Convert every entry into a two-column CSV with the header instruction,response and one row per entry. Put the entry's text in the first column and its answer in the second, wrap each field in double quotes, and replace any line breaks inside a field with spaces.
* * * * * * * * *
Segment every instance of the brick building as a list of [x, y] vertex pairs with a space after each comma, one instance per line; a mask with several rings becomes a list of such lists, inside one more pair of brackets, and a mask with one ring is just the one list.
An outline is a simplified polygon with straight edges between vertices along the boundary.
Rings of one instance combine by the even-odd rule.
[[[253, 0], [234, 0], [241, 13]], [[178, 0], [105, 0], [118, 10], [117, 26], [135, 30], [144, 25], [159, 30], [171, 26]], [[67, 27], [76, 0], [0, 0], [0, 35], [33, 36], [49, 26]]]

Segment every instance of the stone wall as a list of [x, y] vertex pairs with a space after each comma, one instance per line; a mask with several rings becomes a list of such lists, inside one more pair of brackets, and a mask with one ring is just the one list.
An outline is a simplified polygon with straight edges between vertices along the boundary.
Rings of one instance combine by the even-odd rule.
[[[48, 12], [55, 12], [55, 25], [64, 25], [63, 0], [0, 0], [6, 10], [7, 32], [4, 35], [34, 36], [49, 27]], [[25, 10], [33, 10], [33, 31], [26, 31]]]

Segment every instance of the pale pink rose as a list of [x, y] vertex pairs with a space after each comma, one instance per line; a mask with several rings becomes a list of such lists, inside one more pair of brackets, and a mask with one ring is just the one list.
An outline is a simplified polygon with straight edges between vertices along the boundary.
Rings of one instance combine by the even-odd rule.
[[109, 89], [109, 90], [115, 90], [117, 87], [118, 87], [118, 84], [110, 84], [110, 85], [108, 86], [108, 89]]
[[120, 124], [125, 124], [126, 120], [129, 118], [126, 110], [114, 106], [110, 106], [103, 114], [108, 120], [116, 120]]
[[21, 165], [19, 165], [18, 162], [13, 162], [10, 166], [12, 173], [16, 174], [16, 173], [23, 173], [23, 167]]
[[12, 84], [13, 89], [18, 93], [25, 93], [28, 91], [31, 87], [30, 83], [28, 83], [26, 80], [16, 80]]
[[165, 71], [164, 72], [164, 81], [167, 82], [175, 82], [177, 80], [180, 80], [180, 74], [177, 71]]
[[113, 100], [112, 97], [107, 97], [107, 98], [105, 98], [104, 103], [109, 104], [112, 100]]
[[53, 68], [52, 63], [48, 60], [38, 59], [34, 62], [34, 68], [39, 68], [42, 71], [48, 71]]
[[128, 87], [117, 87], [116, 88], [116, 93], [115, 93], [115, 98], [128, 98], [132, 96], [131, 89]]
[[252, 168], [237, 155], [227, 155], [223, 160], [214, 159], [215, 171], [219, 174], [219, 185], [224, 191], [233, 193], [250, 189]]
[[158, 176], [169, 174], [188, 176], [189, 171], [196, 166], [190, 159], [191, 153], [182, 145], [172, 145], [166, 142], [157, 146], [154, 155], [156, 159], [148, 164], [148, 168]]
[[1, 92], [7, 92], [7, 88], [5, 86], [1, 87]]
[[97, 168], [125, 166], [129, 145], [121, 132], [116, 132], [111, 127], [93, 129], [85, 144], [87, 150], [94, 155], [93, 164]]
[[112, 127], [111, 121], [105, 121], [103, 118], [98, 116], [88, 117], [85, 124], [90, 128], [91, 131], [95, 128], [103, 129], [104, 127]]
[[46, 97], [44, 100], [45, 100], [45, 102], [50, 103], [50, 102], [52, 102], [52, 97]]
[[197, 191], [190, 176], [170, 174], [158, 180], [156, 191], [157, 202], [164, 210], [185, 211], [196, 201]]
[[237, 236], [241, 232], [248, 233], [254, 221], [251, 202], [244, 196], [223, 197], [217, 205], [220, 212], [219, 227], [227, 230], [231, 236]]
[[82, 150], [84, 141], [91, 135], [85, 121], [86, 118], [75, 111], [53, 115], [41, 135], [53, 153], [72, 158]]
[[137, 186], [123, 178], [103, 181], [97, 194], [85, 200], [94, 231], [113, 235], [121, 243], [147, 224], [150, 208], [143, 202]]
* * * * * * * * *
**Answer to the task**
instruction,response
"Segment every instance of the brick building as a list of [x, y] vertex pairs with a space after each comma, one instance per line; a mask with several rings becomes a list of such lists, inside one more pair of brackets, and a mask with one ring is just the one list. An outline is a simplified polygon with straight edges between vertices along the boundary. Rings of one instance combine by the even-odd rule.","[[[253, 0], [234, 0], [241, 13]], [[178, 0], [105, 0], [118, 10], [117, 26], [135, 30], [144, 25], [159, 30], [171, 26]], [[67, 27], [76, 0], [0, 0], [0, 35], [33, 36], [49, 26]]]"
"Segment every instance of the stone wall as a list of [x, y] vertex pairs with a space after each comma, one instance per line; a mask with several rings becomes a list of such lists, inside one more pair of brackets, and a mask with one ring is just the one list. An outline is a simplified polygon with straight edges between vertices along the boundary. Rings of one instance combine by the even-odd rule.","[[[48, 12], [55, 12], [55, 25], [64, 25], [63, 0], [0, 0], [6, 10], [7, 32], [4, 35], [34, 36], [49, 27]], [[25, 10], [33, 10], [33, 31], [26, 31]]]"
"Segment every instance of the pale pink rose as a list of [x, y] vertex pairs with a space after each comma, one instance per line; a mask with several rings becomes a list of such lists, inside one more pair of brackets, and a mask with one ring is just the one list. An outline is a simplified polygon with straight edges between vertices along the boundary. Rings of one instance combine by the even-odd rule.","[[109, 89], [109, 90], [115, 90], [117, 87], [118, 87], [118, 84], [110, 84], [110, 85], [108, 86], [108, 89]] [[120, 124], [125, 124], [126, 120], [129, 118], [126, 110], [114, 106], [110, 106], [103, 114], [108, 120], [116, 120]] [[21, 165], [19, 165], [18, 162], [13, 162], [10, 166], [12, 173], [16, 174], [16, 173], [23, 173], [23, 167]] [[12, 84], [13, 89], [18, 93], [25, 93], [28, 91], [31, 87], [30, 83], [28, 83], [26, 80], [16, 80]] [[165, 71], [164, 72], [164, 81], [167, 82], [175, 82], [177, 80], [180, 80], [180, 74], [177, 71]] [[113, 100], [112, 97], [107, 97], [107, 98], [105, 98], [104, 103], [109, 104], [112, 100]] [[53, 68], [52, 63], [48, 60], [38, 59], [34, 62], [34, 68], [39, 68], [42, 71], [48, 71]] [[128, 87], [117, 87], [116, 88], [116, 93], [115, 93], [115, 98], [128, 98], [132, 96], [131, 89]] [[252, 168], [237, 155], [227, 155], [223, 160], [214, 159], [215, 171], [219, 174], [219, 185], [224, 191], [233, 193], [250, 189]] [[158, 176], [169, 174], [188, 176], [189, 171], [196, 166], [190, 159], [191, 153], [182, 145], [172, 145], [166, 142], [157, 146], [154, 155], [156, 159], [148, 164], [148, 168]] [[1, 92], [7, 92], [7, 88], [5, 86], [1, 87]] [[97, 168], [125, 166], [129, 145], [121, 132], [116, 132], [111, 127], [93, 129], [85, 144], [87, 150], [94, 155], [93, 164]] [[112, 127], [111, 121], [105, 121], [103, 118], [98, 116], [88, 117], [85, 124], [90, 128], [91, 131], [95, 128], [103, 129], [104, 127]] [[46, 97], [44, 100], [45, 100], [45, 102], [50, 103], [50, 102], [52, 102], [52, 97]] [[197, 191], [190, 176], [170, 174], [158, 180], [156, 191], [157, 202], [164, 210], [185, 211], [196, 201]] [[237, 236], [241, 232], [248, 233], [254, 221], [251, 202], [244, 196], [223, 197], [217, 205], [220, 212], [219, 227], [227, 230], [231, 236]] [[82, 150], [84, 141], [91, 135], [85, 121], [86, 118], [75, 111], [53, 115], [41, 135], [53, 153], [72, 158]] [[137, 186], [123, 178], [103, 181], [97, 194], [85, 200], [94, 231], [113, 235], [121, 243], [147, 224], [150, 208], [143, 202]]"